## Work to be completed:
Translate this sentence from the passage on the Robens Report into Spanish: "Lord Robens set to work with the aim of finding a way to reduce Britain’s work-related deaths, injuries and ill health."

## Passage:
---------------
Lord Alfred Robens (pictured) was a prominent post-war industrialist. In 1969, three years after the Aberfan disaster, Robens was selected to chair a committee on workplace health and safety. The Robens Report of July 1972 led to the Health & Safety at Work etc. Act 1974, paving the way for the creation of Health and Safety Executive (HSE) the following year. Fifty years ago this week the report was tabled and debated. Philip White, HSE’s director of regulation, believes Robens has not only stood the test of time, but remains relevant to HSE in a crucial new phase…
Lord Robens set to work with the aim of finding a way to reduce Britain’s work-related deaths, injuries and ill health. At that time there were around 1,000 work related deaths each year, half a million suffered injuries, and 23 million working days were lost annually through industrial injury and disease. Fifty years on, few would argue his report didn’t meet this aim.
---------------
## Raw data:
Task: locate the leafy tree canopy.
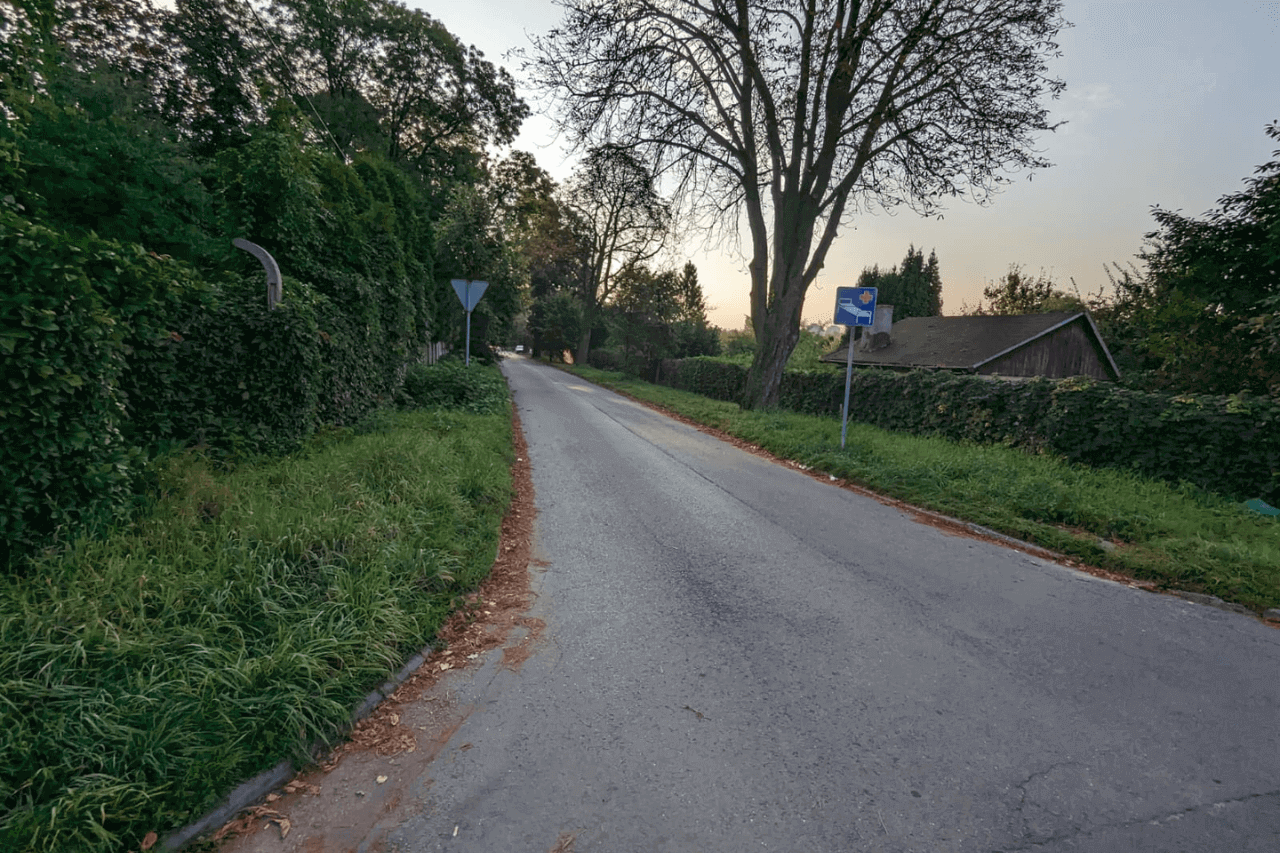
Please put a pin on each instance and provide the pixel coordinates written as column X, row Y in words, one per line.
column 789, row 115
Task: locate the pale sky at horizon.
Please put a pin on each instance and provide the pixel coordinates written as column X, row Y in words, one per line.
column 1166, row 104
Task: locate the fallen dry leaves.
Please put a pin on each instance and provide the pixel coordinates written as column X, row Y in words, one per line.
column 483, row 620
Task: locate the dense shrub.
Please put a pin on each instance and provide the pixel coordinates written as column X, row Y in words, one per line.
column 607, row 360
column 451, row 384
column 1225, row 445
column 72, row 313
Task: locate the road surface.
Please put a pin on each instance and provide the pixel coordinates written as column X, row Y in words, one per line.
column 739, row 657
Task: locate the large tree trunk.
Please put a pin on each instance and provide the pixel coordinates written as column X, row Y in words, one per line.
column 776, row 337
column 584, row 342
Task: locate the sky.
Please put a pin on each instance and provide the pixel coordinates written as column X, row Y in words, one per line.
column 1166, row 105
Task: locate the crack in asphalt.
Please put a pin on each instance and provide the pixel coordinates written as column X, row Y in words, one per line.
column 1155, row 821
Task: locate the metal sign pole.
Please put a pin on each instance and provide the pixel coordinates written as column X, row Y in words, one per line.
column 469, row 293
column 849, row 377
column 854, row 306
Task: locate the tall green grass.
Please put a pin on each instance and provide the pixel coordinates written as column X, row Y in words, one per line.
column 1179, row 537
column 144, row 675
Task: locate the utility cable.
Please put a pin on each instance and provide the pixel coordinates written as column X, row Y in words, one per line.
column 288, row 74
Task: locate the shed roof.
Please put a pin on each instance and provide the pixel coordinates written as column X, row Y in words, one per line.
column 965, row 342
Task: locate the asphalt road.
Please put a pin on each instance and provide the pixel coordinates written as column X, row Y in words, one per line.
column 739, row 657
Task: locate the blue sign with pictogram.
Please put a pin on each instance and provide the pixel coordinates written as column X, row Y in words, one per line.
column 855, row 305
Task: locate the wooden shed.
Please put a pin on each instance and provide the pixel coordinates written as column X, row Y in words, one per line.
column 1029, row 345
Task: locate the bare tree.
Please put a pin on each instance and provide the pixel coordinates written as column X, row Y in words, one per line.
column 798, row 112
column 621, row 219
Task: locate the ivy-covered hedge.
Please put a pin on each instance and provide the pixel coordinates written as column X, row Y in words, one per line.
column 110, row 351
column 72, row 313
column 1225, row 445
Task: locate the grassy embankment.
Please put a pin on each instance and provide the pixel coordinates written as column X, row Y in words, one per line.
column 1179, row 538
column 145, row 675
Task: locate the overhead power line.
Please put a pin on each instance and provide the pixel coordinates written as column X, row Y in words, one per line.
column 289, row 74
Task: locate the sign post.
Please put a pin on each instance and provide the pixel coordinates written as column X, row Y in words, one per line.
column 469, row 293
column 854, row 306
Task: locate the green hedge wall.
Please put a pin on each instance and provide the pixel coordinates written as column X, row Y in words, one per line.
column 110, row 352
column 72, row 313
column 1225, row 445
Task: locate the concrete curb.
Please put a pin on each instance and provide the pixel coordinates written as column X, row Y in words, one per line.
column 263, row 784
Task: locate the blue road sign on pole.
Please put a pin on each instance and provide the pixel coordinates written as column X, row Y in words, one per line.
column 854, row 306
column 469, row 293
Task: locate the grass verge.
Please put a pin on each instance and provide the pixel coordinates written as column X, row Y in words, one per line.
column 1178, row 537
column 146, row 674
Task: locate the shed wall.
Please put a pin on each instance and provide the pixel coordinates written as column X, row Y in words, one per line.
column 1066, row 352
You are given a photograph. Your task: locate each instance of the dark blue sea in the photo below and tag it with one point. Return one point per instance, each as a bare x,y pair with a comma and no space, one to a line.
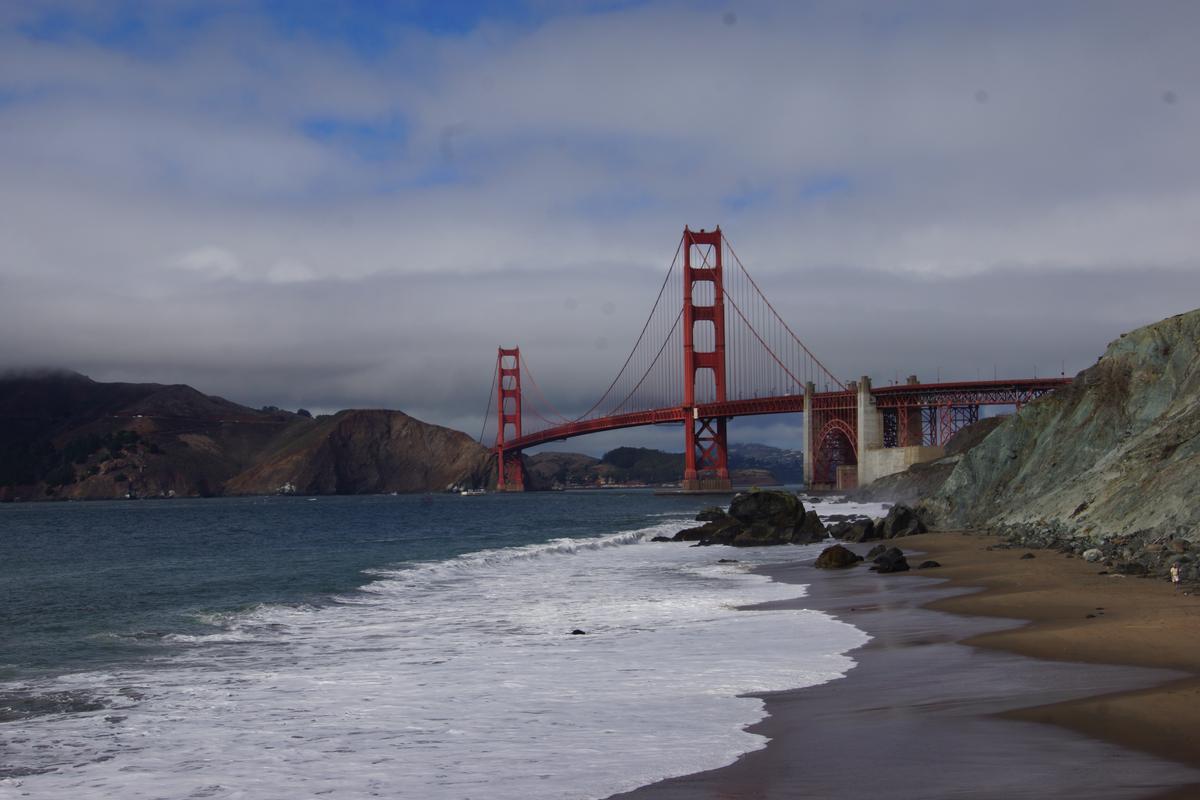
412,647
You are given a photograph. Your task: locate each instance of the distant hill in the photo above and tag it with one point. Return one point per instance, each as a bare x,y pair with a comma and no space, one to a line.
641,465
787,465
65,435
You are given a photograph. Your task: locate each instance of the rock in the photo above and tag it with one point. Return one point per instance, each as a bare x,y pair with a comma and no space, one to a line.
811,530
711,515
901,521
876,551
778,509
837,558
1135,410
891,560
689,535
862,530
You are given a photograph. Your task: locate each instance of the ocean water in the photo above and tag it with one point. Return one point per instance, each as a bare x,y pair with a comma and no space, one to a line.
396,647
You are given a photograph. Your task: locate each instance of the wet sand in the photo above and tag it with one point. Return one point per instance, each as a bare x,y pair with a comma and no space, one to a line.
1008,692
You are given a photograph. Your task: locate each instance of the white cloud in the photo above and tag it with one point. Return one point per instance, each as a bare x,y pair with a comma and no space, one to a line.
929,187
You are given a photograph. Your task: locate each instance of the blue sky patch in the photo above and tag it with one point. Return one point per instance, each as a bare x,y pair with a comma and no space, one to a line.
367,139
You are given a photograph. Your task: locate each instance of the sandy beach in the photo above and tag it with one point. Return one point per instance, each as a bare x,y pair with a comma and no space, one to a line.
991,677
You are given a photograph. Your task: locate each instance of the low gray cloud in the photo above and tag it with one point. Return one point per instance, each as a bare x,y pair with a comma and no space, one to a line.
927,187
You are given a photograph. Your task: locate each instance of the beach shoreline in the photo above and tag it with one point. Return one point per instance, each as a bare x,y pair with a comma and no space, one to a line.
1001,677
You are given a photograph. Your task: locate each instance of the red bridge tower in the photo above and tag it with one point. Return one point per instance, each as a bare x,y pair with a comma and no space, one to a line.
509,470
706,451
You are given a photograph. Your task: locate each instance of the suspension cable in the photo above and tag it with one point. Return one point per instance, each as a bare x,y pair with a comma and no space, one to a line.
641,336
781,322
491,395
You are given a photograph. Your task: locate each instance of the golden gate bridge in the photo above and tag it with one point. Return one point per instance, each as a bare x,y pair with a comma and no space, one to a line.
725,352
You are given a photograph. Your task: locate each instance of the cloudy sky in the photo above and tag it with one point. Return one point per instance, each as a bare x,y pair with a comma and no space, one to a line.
352,204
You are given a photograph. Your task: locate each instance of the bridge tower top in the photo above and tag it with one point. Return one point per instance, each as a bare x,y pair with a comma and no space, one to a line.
706,451
508,414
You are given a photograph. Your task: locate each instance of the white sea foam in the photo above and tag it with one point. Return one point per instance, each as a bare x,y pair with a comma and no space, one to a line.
456,679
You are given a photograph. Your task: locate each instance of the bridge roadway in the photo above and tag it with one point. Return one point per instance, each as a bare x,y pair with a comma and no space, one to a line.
959,394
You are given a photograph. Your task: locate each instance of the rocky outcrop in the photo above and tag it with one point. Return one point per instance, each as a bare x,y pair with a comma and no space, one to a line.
369,452
756,518
837,558
64,435
900,521
925,479
1116,453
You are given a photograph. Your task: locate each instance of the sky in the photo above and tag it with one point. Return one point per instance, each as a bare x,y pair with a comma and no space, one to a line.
353,204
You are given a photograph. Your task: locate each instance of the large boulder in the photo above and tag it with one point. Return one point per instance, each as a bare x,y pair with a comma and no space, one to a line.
861,530
756,518
901,521
837,558
778,509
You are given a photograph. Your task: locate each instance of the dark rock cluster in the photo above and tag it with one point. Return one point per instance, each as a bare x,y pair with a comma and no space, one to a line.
837,558
892,559
756,518
901,521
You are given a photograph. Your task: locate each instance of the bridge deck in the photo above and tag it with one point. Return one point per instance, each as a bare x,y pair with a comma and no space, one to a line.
972,392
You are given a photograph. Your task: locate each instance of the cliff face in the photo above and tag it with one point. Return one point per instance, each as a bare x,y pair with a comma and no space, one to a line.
1115,452
365,452
64,435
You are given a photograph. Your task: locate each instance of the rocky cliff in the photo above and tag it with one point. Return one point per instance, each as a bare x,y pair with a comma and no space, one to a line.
64,435
1115,453
367,452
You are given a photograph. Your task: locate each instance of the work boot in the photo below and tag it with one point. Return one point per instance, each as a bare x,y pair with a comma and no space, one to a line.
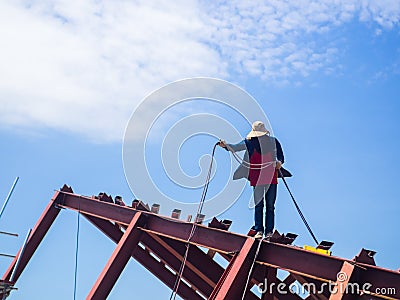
259,235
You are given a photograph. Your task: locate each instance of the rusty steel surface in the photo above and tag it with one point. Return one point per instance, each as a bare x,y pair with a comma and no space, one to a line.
159,243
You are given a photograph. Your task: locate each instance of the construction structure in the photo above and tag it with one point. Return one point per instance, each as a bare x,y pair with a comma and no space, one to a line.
159,243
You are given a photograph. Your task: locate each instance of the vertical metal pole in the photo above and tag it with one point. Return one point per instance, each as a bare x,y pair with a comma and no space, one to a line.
20,255
9,196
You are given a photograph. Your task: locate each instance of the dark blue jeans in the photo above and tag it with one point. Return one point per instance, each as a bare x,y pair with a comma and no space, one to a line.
267,193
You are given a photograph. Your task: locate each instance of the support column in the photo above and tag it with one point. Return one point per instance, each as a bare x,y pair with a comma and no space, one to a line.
343,279
233,281
118,259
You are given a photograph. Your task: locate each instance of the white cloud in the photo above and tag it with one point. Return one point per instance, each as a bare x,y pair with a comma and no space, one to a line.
82,66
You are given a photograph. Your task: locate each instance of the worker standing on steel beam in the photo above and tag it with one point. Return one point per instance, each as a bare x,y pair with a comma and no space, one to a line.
263,157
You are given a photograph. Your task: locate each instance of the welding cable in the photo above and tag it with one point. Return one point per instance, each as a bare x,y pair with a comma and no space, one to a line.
193,229
246,163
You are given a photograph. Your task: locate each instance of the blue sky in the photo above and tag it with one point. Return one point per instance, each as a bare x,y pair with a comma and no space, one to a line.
325,73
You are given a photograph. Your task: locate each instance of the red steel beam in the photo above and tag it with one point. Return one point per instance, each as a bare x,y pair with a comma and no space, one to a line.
118,259
200,261
235,276
143,257
158,269
201,283
39,231
293,259
343,279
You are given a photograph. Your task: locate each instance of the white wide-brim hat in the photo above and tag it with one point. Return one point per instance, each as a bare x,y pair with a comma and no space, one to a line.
257,129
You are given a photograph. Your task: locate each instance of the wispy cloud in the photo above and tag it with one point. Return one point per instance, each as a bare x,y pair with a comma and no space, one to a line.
83,66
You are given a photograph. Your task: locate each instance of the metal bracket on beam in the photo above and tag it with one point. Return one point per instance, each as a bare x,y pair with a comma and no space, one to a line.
366,257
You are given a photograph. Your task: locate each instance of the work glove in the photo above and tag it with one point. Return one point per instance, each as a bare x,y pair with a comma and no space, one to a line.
222,144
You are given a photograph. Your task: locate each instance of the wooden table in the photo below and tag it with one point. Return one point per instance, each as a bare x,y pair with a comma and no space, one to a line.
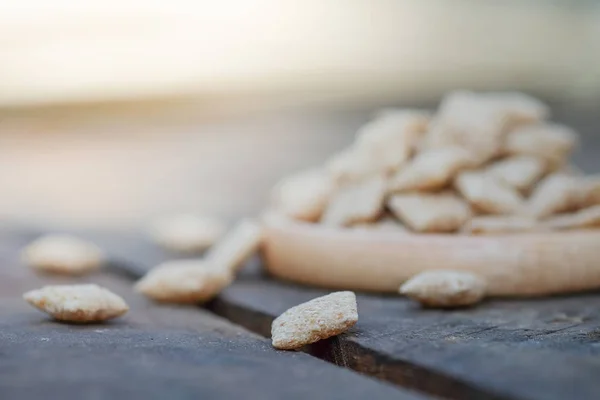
503,349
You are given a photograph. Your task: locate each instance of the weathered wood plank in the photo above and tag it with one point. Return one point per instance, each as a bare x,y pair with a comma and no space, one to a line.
529,349
153,352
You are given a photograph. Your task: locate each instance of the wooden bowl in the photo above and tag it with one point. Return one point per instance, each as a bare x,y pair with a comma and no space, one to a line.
524,264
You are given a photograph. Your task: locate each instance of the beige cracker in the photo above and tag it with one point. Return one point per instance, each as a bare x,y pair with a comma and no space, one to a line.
430,212
184,281
445,288
77,303
431,170
314,320
356,203
62,254
488,194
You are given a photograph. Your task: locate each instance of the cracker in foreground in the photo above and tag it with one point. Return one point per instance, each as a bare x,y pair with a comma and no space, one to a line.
431,170
62,254
392,137
237,246
582,219
500,224
314,320
445,289
430,212
304,195
552,142
520,172
488,194
186,233
356,203
557,193
77,303
184,281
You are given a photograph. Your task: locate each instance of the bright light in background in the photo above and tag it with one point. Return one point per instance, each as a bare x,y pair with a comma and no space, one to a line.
98,50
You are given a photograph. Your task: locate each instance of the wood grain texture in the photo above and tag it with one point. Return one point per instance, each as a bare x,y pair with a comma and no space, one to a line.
544,348
153,352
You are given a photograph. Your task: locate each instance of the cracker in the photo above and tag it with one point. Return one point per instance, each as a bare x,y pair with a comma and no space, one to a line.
63,254
592,190
237,246
431,169
499,224
314,320
184,281
520,172
186,233
468,120
445,289
353,164
520,108
77,303
304,196
392,137
430,212
582,219
557,193
552,142
386,224
488,194
355,203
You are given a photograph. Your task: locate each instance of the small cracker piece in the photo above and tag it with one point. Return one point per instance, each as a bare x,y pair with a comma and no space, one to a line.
520,172
186,233
62,254
392,137
552,142
520,108
445,289
304,195
499,224
77,303
488,194
471,121
431,169
430,212
582,219
386,224
314,320
184,281
237,246
356,203
557,193
353,164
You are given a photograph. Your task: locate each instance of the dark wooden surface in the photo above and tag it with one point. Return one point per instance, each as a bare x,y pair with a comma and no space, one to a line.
503,349
153,352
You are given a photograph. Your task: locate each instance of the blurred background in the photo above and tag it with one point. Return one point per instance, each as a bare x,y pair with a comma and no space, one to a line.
112,112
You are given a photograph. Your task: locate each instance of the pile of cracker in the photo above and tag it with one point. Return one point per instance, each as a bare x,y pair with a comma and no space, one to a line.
483,163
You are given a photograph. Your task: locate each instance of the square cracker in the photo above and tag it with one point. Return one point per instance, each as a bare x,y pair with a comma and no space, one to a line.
430,212
431,169
499,224
557,193
520,172
488,194
356,202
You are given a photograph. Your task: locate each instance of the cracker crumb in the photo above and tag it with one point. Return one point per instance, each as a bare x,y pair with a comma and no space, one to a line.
184,281
62,254
232,252
186,233
488,194
445,289
77,303
314,320
356,203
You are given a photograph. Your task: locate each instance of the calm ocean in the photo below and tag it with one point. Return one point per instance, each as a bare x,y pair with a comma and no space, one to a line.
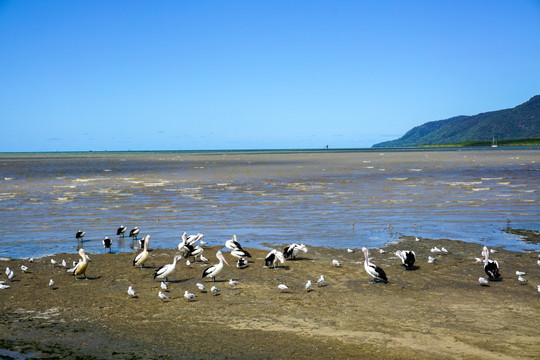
348,198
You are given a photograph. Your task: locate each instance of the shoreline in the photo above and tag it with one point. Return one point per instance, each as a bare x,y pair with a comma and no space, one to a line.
438,310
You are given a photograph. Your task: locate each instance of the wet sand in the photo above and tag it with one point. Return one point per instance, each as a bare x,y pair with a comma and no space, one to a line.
436,311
---------------
## Solution for this problem:
Lord Robens se puso a trabajar con el objetivo de encontrar una manera de reducir las muertes, las lesiones y los problemas de salud relacionados con el trabajo en Gran Bretaña.